What is needed: Identify each line in the records below that contains the string "query" and copy it in full.

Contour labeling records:
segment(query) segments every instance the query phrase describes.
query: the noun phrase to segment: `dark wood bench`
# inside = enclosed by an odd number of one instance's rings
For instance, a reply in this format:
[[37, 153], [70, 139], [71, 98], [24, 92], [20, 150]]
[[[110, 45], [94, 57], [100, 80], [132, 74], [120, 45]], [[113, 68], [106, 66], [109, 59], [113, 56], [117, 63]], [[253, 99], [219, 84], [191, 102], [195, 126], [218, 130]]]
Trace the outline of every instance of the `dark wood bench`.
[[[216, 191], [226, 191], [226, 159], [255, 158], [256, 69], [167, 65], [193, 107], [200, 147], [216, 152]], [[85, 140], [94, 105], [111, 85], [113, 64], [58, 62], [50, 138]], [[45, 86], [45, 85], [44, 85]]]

==

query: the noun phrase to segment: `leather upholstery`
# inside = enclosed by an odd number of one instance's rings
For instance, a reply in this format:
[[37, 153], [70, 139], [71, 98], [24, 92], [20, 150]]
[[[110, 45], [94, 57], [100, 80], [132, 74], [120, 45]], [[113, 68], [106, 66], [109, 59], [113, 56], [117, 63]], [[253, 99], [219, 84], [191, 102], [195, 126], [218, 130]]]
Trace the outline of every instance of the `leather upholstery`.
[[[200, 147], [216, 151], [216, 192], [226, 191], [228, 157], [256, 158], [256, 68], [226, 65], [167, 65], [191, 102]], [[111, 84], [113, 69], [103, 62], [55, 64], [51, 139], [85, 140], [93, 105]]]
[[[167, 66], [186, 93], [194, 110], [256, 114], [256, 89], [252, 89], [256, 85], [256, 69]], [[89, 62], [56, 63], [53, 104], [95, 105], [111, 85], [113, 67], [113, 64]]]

--

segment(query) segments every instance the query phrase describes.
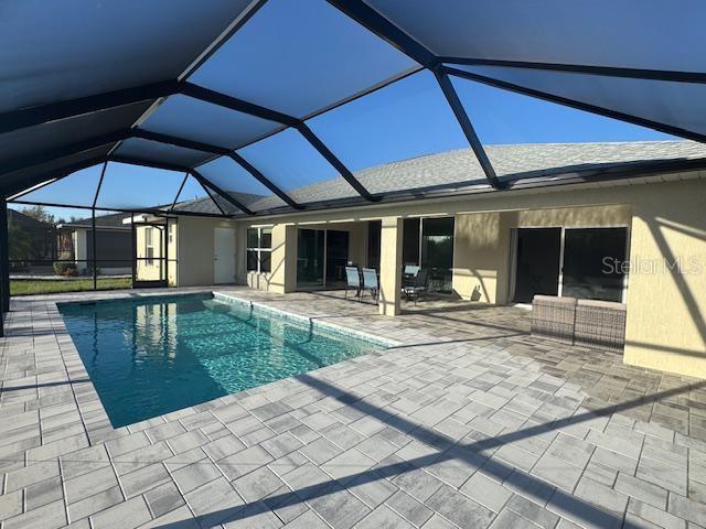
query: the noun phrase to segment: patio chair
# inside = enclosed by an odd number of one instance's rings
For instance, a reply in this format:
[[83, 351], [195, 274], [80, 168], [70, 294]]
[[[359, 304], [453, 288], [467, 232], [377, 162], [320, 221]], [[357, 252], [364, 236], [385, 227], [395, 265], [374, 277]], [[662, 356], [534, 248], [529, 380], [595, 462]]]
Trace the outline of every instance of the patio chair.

Result for this task:
segment(query) segments every instance the query phrase describes.
query: the noun phrase to segment: `dark wood bench`
query: the noun phrase to segment: `leather upholstery`
segment(query) segments every instance the query phrase describes.
query: the noun phrase to segment: patio chair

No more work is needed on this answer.